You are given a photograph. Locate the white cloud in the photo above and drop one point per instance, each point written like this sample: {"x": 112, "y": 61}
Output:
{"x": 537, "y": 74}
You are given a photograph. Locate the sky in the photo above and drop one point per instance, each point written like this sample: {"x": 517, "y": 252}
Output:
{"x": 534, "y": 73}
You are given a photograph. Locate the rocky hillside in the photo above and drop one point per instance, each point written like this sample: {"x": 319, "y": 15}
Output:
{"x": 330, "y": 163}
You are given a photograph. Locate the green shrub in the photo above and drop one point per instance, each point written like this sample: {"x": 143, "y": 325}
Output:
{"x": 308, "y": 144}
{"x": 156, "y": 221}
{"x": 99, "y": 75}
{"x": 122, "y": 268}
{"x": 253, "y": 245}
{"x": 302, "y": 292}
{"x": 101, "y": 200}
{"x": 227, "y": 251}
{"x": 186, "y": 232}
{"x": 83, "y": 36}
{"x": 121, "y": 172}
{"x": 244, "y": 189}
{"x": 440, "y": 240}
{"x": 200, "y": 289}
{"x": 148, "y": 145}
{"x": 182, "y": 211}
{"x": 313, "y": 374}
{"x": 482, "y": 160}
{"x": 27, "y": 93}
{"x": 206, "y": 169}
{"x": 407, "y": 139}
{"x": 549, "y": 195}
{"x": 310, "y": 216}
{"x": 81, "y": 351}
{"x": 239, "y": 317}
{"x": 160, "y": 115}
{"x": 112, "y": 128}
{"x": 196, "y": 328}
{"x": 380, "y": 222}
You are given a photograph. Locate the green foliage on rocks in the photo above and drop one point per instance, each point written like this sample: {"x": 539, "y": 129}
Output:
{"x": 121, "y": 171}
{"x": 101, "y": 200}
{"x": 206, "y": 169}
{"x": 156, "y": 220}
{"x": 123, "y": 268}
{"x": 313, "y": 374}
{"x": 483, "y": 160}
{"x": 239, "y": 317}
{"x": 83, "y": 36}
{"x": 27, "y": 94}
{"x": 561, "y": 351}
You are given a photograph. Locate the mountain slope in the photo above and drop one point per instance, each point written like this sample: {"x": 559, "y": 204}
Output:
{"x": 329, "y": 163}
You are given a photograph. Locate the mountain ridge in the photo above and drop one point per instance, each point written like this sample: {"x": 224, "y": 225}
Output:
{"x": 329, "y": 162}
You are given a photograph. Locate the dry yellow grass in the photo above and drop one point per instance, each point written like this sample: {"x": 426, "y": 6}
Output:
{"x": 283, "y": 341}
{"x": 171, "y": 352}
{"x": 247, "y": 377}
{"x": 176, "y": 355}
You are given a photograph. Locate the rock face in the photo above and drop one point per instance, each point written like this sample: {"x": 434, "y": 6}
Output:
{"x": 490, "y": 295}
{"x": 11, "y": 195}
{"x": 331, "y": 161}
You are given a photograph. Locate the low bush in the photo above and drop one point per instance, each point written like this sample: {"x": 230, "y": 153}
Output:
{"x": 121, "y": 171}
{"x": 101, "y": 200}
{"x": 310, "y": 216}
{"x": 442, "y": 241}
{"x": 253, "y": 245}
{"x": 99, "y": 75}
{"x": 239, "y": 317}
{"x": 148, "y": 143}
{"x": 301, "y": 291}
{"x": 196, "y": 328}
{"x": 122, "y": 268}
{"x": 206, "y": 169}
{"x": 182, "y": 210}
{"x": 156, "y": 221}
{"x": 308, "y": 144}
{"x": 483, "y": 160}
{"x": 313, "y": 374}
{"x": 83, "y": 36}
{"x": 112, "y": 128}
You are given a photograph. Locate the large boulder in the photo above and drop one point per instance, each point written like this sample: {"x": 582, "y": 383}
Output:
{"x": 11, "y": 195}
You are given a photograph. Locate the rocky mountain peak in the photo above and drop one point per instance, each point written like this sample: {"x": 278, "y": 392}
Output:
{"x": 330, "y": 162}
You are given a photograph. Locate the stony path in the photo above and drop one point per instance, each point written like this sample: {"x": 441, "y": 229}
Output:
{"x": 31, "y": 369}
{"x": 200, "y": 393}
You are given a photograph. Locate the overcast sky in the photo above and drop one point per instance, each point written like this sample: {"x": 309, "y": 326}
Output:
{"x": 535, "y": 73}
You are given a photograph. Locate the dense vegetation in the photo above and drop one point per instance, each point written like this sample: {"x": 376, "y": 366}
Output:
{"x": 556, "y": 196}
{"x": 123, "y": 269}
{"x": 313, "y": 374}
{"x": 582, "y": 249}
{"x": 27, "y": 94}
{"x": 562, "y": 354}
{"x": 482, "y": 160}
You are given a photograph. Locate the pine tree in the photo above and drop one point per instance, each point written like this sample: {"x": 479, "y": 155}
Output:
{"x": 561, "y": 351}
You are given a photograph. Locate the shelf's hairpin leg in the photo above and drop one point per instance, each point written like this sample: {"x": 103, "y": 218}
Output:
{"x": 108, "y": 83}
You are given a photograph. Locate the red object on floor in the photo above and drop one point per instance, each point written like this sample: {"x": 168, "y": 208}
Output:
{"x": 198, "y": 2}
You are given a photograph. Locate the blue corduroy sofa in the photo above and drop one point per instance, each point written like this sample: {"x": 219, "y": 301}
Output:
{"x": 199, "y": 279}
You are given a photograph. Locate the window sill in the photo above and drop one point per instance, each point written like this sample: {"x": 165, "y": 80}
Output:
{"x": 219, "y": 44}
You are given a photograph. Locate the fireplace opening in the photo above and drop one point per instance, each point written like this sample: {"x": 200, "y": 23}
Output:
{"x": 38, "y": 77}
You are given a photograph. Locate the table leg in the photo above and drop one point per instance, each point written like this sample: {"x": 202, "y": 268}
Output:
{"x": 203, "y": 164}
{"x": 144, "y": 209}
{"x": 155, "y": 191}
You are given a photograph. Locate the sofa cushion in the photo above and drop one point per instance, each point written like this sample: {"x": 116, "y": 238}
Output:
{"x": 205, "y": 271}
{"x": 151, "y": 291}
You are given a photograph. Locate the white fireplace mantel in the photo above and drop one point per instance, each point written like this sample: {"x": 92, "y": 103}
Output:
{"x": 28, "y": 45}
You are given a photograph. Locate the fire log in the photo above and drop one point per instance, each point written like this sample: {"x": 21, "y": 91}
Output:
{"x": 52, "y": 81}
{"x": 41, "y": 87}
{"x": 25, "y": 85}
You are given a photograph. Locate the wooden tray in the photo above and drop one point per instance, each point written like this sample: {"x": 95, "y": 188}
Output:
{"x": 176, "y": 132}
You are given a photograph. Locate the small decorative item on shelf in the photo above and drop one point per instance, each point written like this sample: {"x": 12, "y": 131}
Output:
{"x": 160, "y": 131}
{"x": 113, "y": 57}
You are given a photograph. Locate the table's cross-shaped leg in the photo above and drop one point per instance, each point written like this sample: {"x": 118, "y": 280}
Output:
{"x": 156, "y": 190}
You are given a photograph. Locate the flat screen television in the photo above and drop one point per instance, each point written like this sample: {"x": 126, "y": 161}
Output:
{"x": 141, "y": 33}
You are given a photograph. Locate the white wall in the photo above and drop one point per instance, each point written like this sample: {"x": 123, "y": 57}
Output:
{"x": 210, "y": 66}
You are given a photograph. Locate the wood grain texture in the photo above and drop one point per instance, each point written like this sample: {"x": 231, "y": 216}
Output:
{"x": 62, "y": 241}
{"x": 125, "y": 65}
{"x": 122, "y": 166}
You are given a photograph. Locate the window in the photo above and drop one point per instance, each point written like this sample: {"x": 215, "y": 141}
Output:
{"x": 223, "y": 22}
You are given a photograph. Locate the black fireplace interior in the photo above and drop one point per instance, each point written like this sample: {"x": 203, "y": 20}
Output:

Task goal |
A faithful transcription of all the material is what this exercise calls for.

Your response |
You are given a photograph. Locate the white cloud in the photo above and drop one point per instance, each point written like this sample: {"x": 112, "y": 61}
Output:
{"x": 537, "y": 74}
You are given a photograph. Locate the sky in the photo above and drop one point per instance, each point written like this sample: {"x": 517, "y": 252}
Output:
{"x": 534, "y": 73}
You are given a photograph. Locate the rocky hillside in the photo above and drop one point per instance, each point written like this sample: {"x": 319, "y": 15}
Output:
{"x": 330, "y": 163}
You are given a photograph. Locate the green shrub in the photo above and drop one point per instance, each point written like this sample: {"x": 143, "y": 325}
Output:
{"x": 308, "y": 144}
{"x": 156, "y": 221}
{"x": 99, "y": 75}
{"x": 122, "y": 268}
{"x": 253, "y": 245}
{"x": 302, "y": 292}
{"x": 101, "y": 200}
{"x": 227, "y": 251}
{"x": 186, "y": 232}
{"x": 83, "y": 36}
{"x": 121, "y": 172}
{"x": 244, "y": 189}
{"x": 440, "y": 240}
{"x": 200, "y": 289}
{"x": 148, "y": 145}
{"x": 182, "y": 211}
{"x": 313, "y": 374}
{"x": 482, "y": 160}
{"x": 27, "y": 93}
{"x": 206, "y": 169}
{"x": 407, "y": 139}
{"x": 549, "y": 195}
{"x": 310, "y": 216}
{"x": 81, "y": 351}
{"x": 239, "y": 317}
{"x": 160, "y": 115}
{"x": 112, "y": 128}
{"x": 196, "y": 328}
{"x": 380, "y": 222}
You are given a photograph. Locate the green foliage on rocks in the photo above and drop one point per instance, each point written like this sample: {"x": 539, "y": 129}
Output:
{"x": 121, "y": 171}
{"x": 101, "y": 200}
{"x": 206, "y": 169}
{"x": 156, "y": 220}
{"x": 123, "y": 268}
{"x": 313, "y": 374}
{"x": 483, "y": 160}
{"x": 239, "y": 317}
{"x": 83, "y": 36}
{"x": 27, "y": 94}
{"x": 561, "y": 351}
You are given a photograph. Locate the mountain slope in the photo above and drop one point per instance, each point written like this sample: {"x": 559, "y": 204}
Output:
{"x": 329, "y": 163}
You are given a photograph. Locate the mountain ridge in the photo above and drop one point per instance, each point written like this sample: {"x": 224, "y": 225}
Output:
{"x": 329, "y": 162}
You are given a photograph. Locate the dry yellow grass in the photo above and drop one point per instance, each point written like this sample: {"x": 426, "y": 6}
Output:
{"x": 283, "y": 341}
{"x": 171, "y": 352}
{"x": 247, "y": 377}
{"x": 176, "y": 355}
You are given a photograph. Locate the rock face in the photo above and drop one point per instance, each point written like this sample: {"x": 434, "y": 6}
Output:
{"x": 490, "y": 295}
{"x": 11, "y": 195}
{"x": 331, "y": 161}
You are given a photograph. Locate the low bush in the photo above and drop one point per instance, each point written like this sample: {"x": 230, "y": 153}
Output:
{"x": 121, "y": 171}
{"x": 101, "y": 200}
{"x": 310, "y": 216}
{"x": 442, "y": 241}
{"x": 253, "y": 245}
{"x": 99, "y": 75}
{"x": 239, "y": 317}
{"x": 148, "y": 143}
{"x": 301, "y": 291}
{"x": 196, "y": 328}
{"x": 122, "y": 268}
{"x": 206, "y": 169}
{"x": 182, "y": 210}
{"x": 156, "y": 221}
{"x": 308, "y": 144}
{"x": 483, "y": 160}
{"x": 313, "y": 374}
{"x": 83, "y": 36}
{"x": 112, "y": 128}
You are given a photograph. Locate the large boulder in the photo above and drop one point per instance, each point written like this sample: {"x": 582, "y": 383}
Output:
{"x": 11, "y": 195}
You are given a photograph. Locate the rocky mountain peak in the photo above and drop one point per instance, each point written like this sample: {"x": 278, "y": 392}
Output:
{"x": 330, "y": 162}
You are given a photograph. Locate the stony path in the photo above and drop one point per instance, each point written like this sample: {"x": 441, "y": 229}
Output:
{"x": 31, "y": 369}
{"x": 200, "y": 393}
You are given a photograph. Locate the overcast sky in the photo above and drop one point per instance, each point written like this sample: {"x": 309, "y": 326}
Output:
{"x": 535, "y": 73}
You are given a photograph. Locate the dense vegetation in the photo above and drop one point per instance, each point written like this sample: {"x": 376, "y": 366}
Output:
{"x": 556, "y": 196}
{"x": 123, "y": 269}
{"x": 313, "y": 374}
{"x": 582, "y": 249}
{"x": 27, "y": 94}
{"x": 562, "y": 354}
{"x": 482, "y": 160}
You are given a photograph. Locate the pine tree in the photo above and drop one point per instance, each point written like this sample: {"x": 479, "y": 155}
Output:
{"x": 561, "y": 351}
You are given a photograph. Locate the shelf's hairpin leg in the photo above and drop one point per instance, each point written like this sample: {"x": 103, "y": 218}
Output:
{"x": 108, "y": 83}
You are given a photograph. Locate the red object on floor in the photo above and drop one point per instance, each point written like this sample: {"x": 168, "y": 208}
Output:
{"x": 198, "y": 2}
You are given a photograph. Locate the blue corduroy sofa in the photo above and drop one point per instance, each point written like this sample: {"x": 219, "y": 301}
Output:
{"x": 199, "y": 279}
You are given a photograph. Locate the window sill in the photo above and drop one point per instance, each point written like this sample: {"x": 165, "y": 80}
Output:
{"x": 219, "y": 44}
You are given a photograph. Locate the fireplace opening in the photo above and drop one point per instance, each point written like this sample: {"x": 200, "y": 23}
Output:
{"x": 38, "y": 77}
You are given a photograph. Locate the table leg in the photo above and drop one point per instance, each point written like this sample: {"x": 202, "y": 268}
Output:
{"x": 203, "y": 164}
{"x": 144, "y": 209}
{"x": 155, "y": 191}
You are given a photograph. Locate the sofa cushion in the photo above and drop one point per instance, each point written like this sample: {"x": 116, "y": 238}
Output:
{"x": 205, "y": 271}
{"x": 151, "y": 291}
You are given a photograph. Locate the white fireplace mantel in the photo above and drop one point per instance, each point written like this sample: {"x": 92, "y": 103}
Output:
{"x": 28, "y": 45}
You are given a photograph. Locate the fire log in the photo above and drop one point per instance, each point written like this sample: {"x": 21, "y": 91}
Output:
{"x": 52, "y": 81}
{"x": 41, "y": 87}
{"x": 25, "y": 85}
You are given a photograph. Locate the wooden tray in the photo above and drop one point per instance, each point written like this sample: {"x": 95, "y": 188}
Output:
{"x": 176, "y": 132}
You are given a photograph. Locate the small decorative item on shelf in the photo above and drop one point per instance, each point written like this sample: {"x": 12, "y": 131}
Output:
{"x": 160, "y": 131}
{"x": 113, "y": 57}
You are given a photograph. Locate the table's cross-shaped leg in the photo above and drop one point per instance, each point written like this sample: {"x": 118, "y": 280}
Output:
{"x": 156, "y": 190}
You are given a photograph. Locate the flat screen television in the photo above and drop one point per instance, each point written like this sample: {"x": 126, "y": 161}
Output:
{"x": 141, "y": 33}
You are given a photograph. Locate the white wall in the photo above and drop one point per instance, each point written like this sample: {"x": 123, "y": 57}
Output:
{"x": 210, "y": 66}
You are given a photograph. Locate the wood grain texture in the photo above and drop one point per instance, each point written like this sample: {"x": 231, "y": 216}
Output:
{"x": 62, "y": 241}
{"x": 125, "y": 65}
{"x": 122, "y": 166}
You are given a photograph. Locate the window in the photo above and drop one point per instance, each point written like this sample: {"x": 215, "y": 141}
Output:
{"x": 223, "y": 22}
You are given a photograph. Locate the black fireplace interior in the photo above and drop one point per instance, each point written like this sample: {"x": 203, "y": 20}
Output:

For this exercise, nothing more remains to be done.